==== Verilen Metin ====

Özellikle İslam dünyası diye bilinen topraklardaki zulümlerin
hepsi, dini bir kabuğa bürünmüştür. O kabuk olmasa zulmün çatırdadığına şahit
olursunuz ancak o kabuk sürekli olarak kalınlaştırılmaktadır. Bu kabukların
kırılması ve onu insanların anlaması da o kadar zorlaşmaktadır.
Müslüman olmak demek, bir gruba ait olup ona aidiyet kimliği
ile göbekten bağlanıp göbekten beslenmek değildir. Çünkü İslam, bir tercihtir.
Bilinçli ve özgür irade ile yapılan bir seçimdir. Oysa zulümlerini devam
ettirecek olanların zulümlerine giydirdikleri dini kimlik ait olmaya dayanan
bir kimliktir. Ondan dolayı da bu kimlikle anılan Müslümanım diyenlerin tamamı,
İslam’ı ortadan kaldırma ve zalimlerin zulmünü devam ettirme aparatı olarak vardırlar.

==== Gösterilen Kayıtlar ====

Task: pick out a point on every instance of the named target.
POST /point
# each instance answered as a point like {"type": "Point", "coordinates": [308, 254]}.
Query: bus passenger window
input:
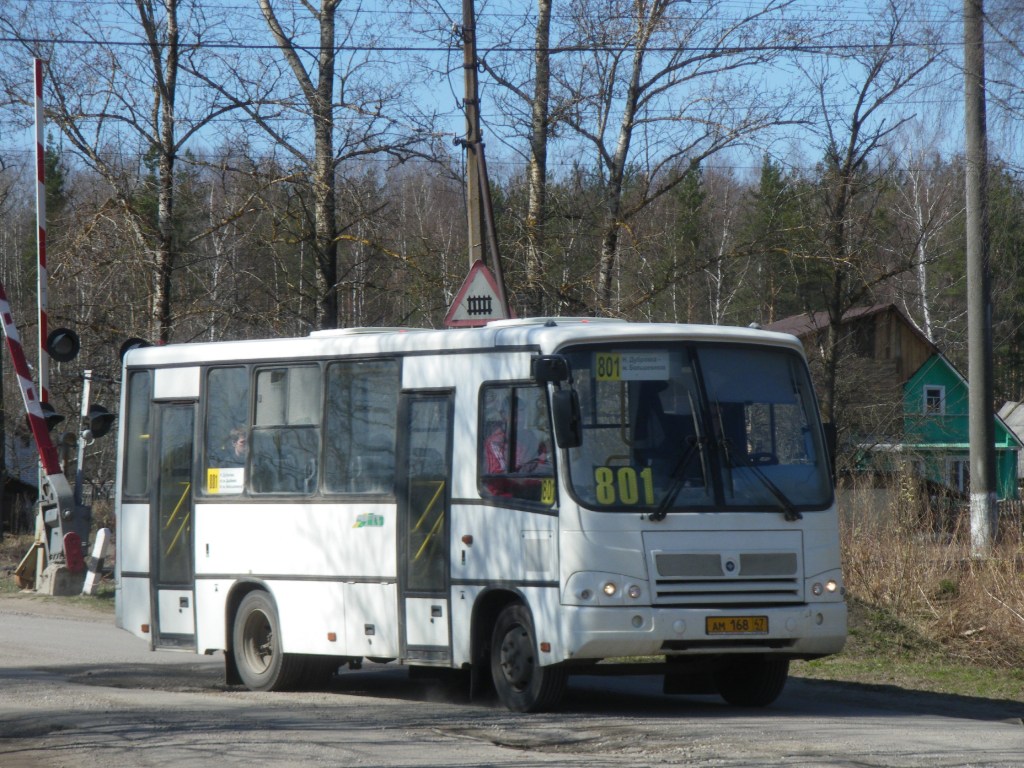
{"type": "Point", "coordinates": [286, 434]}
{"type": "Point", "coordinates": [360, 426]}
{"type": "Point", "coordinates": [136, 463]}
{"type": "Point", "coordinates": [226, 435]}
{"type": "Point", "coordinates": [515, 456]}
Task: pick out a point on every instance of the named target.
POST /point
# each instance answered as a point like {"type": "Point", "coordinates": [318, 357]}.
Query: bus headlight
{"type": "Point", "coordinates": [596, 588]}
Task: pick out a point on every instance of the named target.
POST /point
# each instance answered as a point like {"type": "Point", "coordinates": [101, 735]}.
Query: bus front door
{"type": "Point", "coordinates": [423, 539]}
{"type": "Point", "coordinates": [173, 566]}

====

▸ Görev Ayrıntıları: Zulmün dini bir kabuğa bürünmesini ele alan metnin devamını, son cümleden sonrasını yazarak sürdürün. Kayıtların metinle hiçbir ilgisi yoktur.

▸ Görev Yanıtı:
Müslüman bir duruş sahibi olmak zorundadır, bu duruş Tevhidi bir duruştur. Tevhidi
duruşta Allah’tan başkasının kullandığı güç hiçbir zaman eleştirilemez
değildir. Yanlış olduğu anda duman edilir. Dolayısıyla Müslümanın bir gruba
düşünceye katılımı ile, duruşu olmayan aidiyetleri ile var olanların katlanması
aynı şey değildir. Bugün Müslümanım diyenler de artık katlanma serüveninin
ortağı olmaya kararlı görünüyorlar. Ondan dolayı da zulüm katlanarak devam
ediyor. Hakkın ve adaletin şahidi olmayı beceremeyen ve öyle bir derdi ve
endişesi olmayanların, zulmün bir aparatı haline gelerek, tevhidi duruş ortaya
koyanları ikna çabası başlamışsa, orada zulüm toplumsal genleri kuşatmış demektir.
Toplumsal genlerin ve dokunun zulme din adına katlandığı toplumlarda, halk
kendi sömürüsünün tescilini kendisi yapar ancak bunun farkına varması öyle
kolay olmaz.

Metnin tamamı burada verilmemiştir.